**Data shown:**
- - - - -

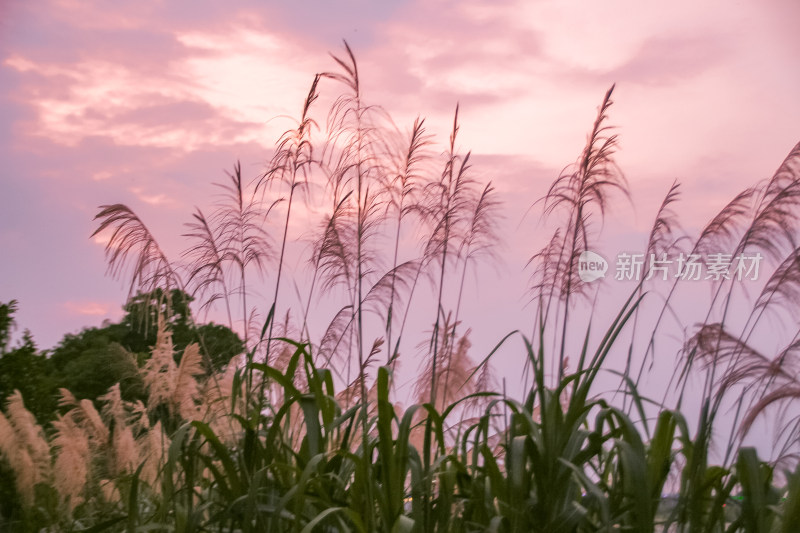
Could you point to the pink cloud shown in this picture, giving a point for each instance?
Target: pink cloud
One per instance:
(88, 308)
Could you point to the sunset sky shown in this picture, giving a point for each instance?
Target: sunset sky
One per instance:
(149, 102)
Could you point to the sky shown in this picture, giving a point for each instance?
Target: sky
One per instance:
(148, 103)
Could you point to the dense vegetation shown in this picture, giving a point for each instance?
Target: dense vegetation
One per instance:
(301, 432)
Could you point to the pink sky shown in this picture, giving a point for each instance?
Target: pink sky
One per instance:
(147, 103)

- - - - -

**Task prompt:** Identify the lines in the entries above that contain "cloud", then copy them out.

**Completed task:**
Could you point to the pink cloud shown in this picture, giving a point for each instance?
Target: pink cloud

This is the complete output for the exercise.